**Assignment**
Could you restate the data below word for word, without its pictures?

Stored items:
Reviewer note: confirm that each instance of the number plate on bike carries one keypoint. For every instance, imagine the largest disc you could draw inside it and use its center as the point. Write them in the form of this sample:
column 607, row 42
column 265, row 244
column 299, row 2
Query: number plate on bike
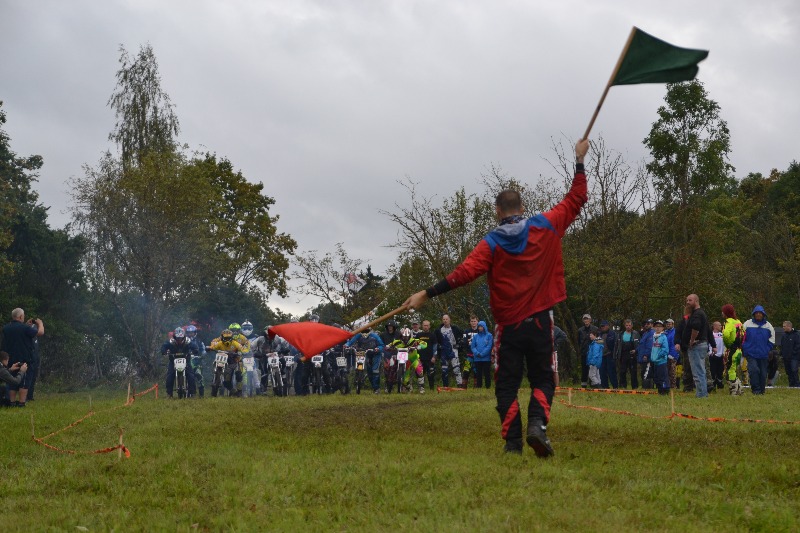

**Your solution**
Reviewer note: confirm that each instance of the number plate on bike carries one keypoint. For every instance, imagine the largest disc you could draw inside it and use its center as the point. Write them in the form of this sample:
column 607, row 42
column 265, row 244
column 299, row 2
Query: number plate on bike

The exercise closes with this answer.